### Tâches à réaliser
(A) Répondez aux questions suivantes à l’aide du texte sur le pourrissement du bois de mine :
(i) En quelle année Fayol a-t-il commencé ce travail ?
(ii) Combien de degrés compte l’échelle que Fayol se construit ?
(iii) Quel bois pourrit toujours le plus vite ?
(B) Traduisez en anglais cette phrase du texte sur le pourrissement du bois de mine : « Fayol se construit une échelle à quatre degrés pour caractériser l’état de pourrissement du bois. »
(C) Poursuivez le texte sur le pourrissement du bois de mine à partir de sa dernière phrase.

### Texte fourni
####################
Fayol a commencé ce travail en 1867, dès qu’il a été nommé directeur de la houillère. Il en parle dans une note technique datée de 1874 [5]. Il a d’abord identifié l’étendue des choix possibles : bois ou rails de récupération. La deuxième solution est chère mais dure plus longtemps. Le problème serait résolu si on utilisait du bois qui ne pourrisse pas. La question technique est donc de rechercher comment le bois pourrit quand il est installé dans la mine. Plus précisément, par quels procédés on peut lui éviter de pourrir.

 

Diverses essences de bois sont disponibles sur le marché. On peut leur faire subir plusieurs traitements préventifs. Ces traitements diffèrent par le produit chimique utilisé, la durée, la concentration. Fayol construit les épreuves pour tester le pourrissement : sous 15 cm de terre durant 3 ans, en position dans une galerie mal aérée, pendant une durée de 2 à 7 ans. Au résultat, le bois est plus ou moins pourri. Fayol se construit une échelle à quatre degrés pour caractériser l’état de pourrissement du bois.

 

Il expérimente toutes les combinaisons de ces paramètres. Douze essences de bois, chêne, sapin, verne, hêtre, acacia, charme, érable, cerisier, tremble, bouleau, peuplier, merisier. Cinq produits chimiques pour imprégner le bois, créosote, sulfate de cuivre, chlorure de zinc, goudron à 140°, sulfate de fer. Il ajoute un traitement thermique de flambage et la situation témoin, le bois non préparé. C’est lui qui pourrit toujours le plus vite.
####################
### Lignes de données
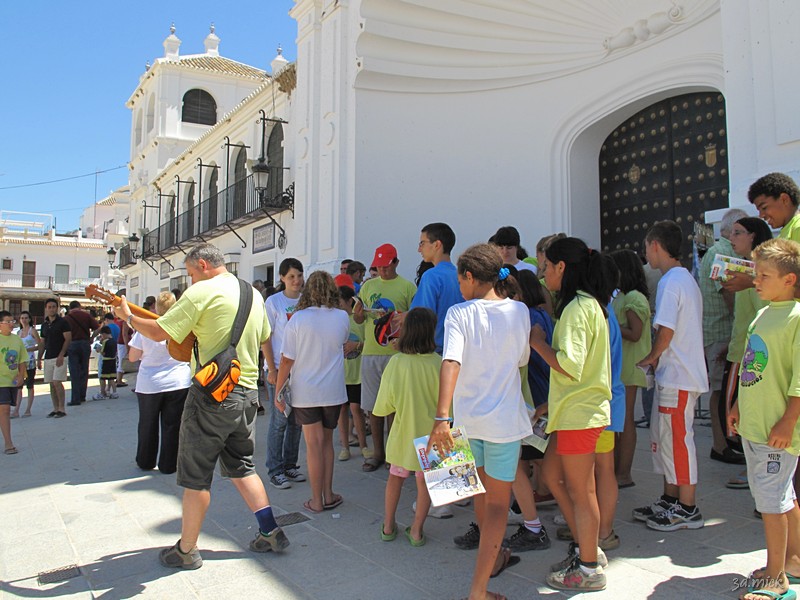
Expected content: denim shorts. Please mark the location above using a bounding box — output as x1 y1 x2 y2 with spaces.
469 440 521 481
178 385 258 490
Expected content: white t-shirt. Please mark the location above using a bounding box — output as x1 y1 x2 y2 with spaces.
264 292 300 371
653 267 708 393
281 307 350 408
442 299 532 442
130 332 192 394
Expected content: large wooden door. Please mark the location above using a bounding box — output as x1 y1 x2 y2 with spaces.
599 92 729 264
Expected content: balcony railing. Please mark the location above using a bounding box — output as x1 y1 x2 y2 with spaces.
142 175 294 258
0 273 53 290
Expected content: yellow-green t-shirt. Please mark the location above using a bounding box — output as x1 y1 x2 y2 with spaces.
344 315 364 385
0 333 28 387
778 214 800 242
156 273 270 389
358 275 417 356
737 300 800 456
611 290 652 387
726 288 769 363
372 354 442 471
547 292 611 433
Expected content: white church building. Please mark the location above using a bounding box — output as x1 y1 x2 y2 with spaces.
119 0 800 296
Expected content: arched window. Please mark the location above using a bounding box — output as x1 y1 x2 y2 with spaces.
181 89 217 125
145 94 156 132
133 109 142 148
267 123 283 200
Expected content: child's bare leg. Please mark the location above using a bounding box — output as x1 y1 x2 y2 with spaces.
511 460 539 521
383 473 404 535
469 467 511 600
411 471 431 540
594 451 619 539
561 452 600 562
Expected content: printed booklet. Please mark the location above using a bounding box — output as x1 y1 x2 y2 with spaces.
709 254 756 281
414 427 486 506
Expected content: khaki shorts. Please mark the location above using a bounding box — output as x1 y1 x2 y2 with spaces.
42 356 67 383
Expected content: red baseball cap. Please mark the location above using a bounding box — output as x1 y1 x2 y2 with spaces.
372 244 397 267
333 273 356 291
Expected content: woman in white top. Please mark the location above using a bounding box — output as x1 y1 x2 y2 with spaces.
####################
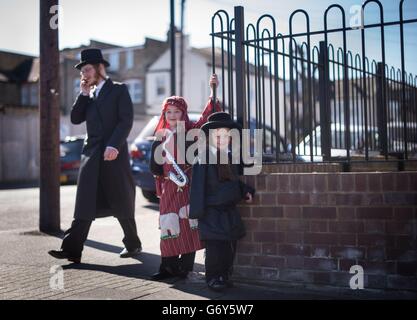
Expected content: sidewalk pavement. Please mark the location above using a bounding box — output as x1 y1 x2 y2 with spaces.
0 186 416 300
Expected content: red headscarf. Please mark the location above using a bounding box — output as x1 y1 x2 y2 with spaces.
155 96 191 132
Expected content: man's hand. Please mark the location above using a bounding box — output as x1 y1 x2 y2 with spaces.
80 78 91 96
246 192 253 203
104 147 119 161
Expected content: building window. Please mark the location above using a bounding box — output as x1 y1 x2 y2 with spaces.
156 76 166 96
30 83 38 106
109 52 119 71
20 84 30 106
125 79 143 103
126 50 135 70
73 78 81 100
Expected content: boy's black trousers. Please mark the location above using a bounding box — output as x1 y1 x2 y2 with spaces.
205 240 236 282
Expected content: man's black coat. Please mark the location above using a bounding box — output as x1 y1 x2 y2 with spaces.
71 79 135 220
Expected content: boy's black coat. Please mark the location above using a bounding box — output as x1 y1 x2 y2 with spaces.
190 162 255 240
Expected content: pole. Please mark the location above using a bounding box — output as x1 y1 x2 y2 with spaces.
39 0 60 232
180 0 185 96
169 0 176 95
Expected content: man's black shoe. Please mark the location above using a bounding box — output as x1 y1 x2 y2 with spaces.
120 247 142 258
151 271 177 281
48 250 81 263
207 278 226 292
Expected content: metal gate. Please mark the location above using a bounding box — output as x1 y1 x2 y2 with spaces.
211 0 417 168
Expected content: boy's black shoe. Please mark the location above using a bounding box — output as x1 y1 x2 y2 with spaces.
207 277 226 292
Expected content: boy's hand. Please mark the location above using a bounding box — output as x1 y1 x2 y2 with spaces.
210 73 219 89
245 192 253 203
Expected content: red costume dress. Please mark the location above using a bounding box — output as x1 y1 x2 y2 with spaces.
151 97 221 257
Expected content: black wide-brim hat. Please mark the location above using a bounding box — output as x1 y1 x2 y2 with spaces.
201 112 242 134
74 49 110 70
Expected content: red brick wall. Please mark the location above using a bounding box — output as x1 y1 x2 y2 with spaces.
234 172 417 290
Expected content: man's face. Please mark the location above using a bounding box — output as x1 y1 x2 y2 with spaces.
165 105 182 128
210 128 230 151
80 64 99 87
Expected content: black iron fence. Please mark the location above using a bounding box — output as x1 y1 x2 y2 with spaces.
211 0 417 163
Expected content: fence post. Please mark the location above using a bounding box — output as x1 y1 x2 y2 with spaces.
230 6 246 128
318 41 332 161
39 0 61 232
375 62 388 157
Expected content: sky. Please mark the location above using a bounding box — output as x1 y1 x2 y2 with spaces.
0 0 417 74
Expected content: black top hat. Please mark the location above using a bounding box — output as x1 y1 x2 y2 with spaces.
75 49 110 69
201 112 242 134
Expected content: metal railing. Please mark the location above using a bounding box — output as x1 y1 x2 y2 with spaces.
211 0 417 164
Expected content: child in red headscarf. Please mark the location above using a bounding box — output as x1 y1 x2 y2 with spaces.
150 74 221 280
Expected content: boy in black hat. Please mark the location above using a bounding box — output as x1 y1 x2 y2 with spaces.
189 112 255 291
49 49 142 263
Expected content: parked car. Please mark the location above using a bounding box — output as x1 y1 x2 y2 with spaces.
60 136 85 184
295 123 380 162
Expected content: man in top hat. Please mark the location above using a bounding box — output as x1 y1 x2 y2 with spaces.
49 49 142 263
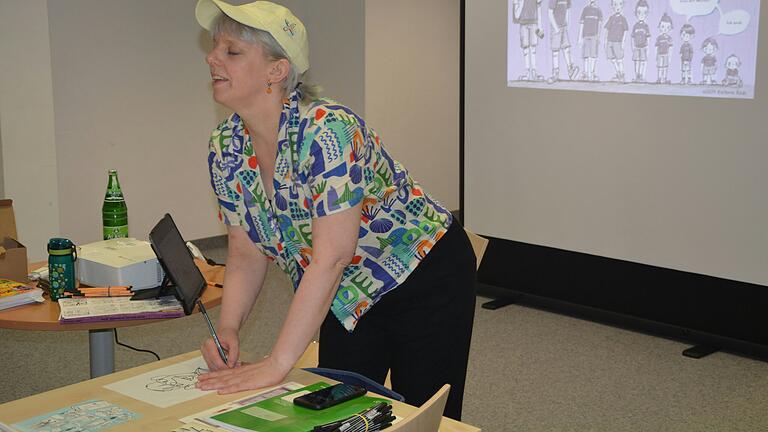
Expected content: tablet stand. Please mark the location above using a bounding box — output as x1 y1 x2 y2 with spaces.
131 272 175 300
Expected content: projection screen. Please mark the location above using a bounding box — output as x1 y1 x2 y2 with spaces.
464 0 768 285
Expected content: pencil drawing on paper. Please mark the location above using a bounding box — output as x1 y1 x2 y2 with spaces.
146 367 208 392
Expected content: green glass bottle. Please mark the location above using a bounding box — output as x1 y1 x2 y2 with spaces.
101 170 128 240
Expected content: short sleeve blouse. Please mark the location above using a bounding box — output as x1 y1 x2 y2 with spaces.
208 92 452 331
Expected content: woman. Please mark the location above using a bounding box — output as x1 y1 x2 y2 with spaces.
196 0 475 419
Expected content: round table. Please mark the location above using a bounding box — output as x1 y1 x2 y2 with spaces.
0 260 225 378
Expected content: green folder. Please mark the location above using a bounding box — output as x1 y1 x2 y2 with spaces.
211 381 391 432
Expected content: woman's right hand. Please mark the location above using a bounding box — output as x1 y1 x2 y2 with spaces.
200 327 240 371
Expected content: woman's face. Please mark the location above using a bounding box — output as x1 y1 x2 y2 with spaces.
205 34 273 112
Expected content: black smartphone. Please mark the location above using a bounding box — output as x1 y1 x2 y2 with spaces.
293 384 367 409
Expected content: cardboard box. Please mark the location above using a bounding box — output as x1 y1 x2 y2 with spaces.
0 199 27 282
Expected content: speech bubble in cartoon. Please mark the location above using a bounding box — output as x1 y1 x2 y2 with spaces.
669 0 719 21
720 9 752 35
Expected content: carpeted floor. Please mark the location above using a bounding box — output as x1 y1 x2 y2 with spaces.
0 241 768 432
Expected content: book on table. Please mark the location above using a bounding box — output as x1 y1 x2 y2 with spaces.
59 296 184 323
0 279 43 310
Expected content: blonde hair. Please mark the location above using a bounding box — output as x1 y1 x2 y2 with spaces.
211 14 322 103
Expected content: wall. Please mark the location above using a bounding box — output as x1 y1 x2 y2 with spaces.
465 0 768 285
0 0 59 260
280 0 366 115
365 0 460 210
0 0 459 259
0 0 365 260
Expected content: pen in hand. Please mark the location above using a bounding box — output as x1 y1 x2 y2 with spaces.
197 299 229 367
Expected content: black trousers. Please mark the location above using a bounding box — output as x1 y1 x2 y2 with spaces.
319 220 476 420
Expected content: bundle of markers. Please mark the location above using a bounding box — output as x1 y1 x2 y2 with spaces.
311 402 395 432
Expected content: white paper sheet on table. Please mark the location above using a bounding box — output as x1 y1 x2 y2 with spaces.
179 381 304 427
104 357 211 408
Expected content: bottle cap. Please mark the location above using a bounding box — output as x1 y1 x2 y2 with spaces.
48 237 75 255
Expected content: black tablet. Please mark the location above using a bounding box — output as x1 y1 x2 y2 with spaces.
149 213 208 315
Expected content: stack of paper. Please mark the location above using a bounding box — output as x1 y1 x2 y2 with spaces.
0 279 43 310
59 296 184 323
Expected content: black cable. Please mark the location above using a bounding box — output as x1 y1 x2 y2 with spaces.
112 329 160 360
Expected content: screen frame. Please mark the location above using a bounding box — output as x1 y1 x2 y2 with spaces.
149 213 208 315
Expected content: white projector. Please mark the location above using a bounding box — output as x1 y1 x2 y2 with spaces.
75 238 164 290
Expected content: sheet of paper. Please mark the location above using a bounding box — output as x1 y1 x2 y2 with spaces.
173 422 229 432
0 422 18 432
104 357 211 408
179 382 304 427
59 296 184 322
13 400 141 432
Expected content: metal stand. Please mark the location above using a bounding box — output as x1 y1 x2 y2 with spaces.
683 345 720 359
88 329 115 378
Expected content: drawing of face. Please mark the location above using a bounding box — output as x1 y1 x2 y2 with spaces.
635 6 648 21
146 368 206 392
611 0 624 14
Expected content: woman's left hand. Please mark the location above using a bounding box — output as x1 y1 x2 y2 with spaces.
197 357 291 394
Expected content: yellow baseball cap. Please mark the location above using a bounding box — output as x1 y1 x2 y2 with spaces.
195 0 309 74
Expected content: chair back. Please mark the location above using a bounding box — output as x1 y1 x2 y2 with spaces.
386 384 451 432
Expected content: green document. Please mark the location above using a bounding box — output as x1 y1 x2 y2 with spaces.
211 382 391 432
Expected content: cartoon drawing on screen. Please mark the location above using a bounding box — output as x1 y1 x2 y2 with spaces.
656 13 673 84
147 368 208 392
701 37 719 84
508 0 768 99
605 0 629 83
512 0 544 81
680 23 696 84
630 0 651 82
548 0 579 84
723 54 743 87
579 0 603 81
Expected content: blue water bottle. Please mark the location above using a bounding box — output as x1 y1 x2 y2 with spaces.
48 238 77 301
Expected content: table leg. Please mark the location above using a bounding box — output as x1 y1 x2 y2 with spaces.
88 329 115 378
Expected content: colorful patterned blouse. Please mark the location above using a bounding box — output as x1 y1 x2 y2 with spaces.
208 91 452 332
####################
### Résultats
(A)
(i) En 1867.
(ii) Quatre degrés.
(iii) Le bois non préparé.

(B) Fayol builds himself a four-degree scale to characterize the state of decay of the wood.

(C)
 

Les expériences montrent que le sulfate de fer n’est pas le meilleur préservatif contre la pourriture ; mais c’est la substance la moins chère et la moins vénéneuse, et ses effets sont encore considérables. Le critère de choix n’est pas celui d’une efficacité technique maximale mais celui d’une efficacité économique. Les bois qui se conservent le mieux sont le chêne, l’orme, l’acacia, le cerisier, le sapin.

 

Parallèlement, il avait focalisé ses expériences sur le sulfate de fer et le goudron qui sont assez comparables en coût et en efficacité. Fayol fait varier la durée d’imprégnation et limite ses expériences au sapin et au chêne. Les effets sont d’autant meilleurs que la dissolution est plus concentrée et que l’immersion est plus longue. Mais, en pratique, une immersion de 24 heures est parfaitement suffisante. Le résultat fait plus que tripler la durée des étais en bois. Dès lors, les vieux rails ne peuvent plus être économiques, et comme ils sont d’un emploi moins commode que le bois, nous n’en étendons pas l’usage. Le coût du sulfatage revient à 0,05F par mètre d’étai.

 

L’étude expérimentale, en 7 années, a montré la meilleure solution et celle-ci est imposée dans toute la mine. En publiant son article, Fayol conduit ses collègues à choisir la même solution, partout. Il n’a nullement le sentiment de détenir un avantage spécifique dans la concurrence avec les autres mines. Sa démarche expérimentale est très similaire à celle de la coupe des métaux pour Taylor.

 

Taylor a étudié la coupe des métaux de 24 à 50 ans. Fayol a commencé ses expériences à 26 ans et les termine à 33 ans. Dans les deux cas, ce sont des hommes jeunes et inventifs qui mènent ces travaux techniques.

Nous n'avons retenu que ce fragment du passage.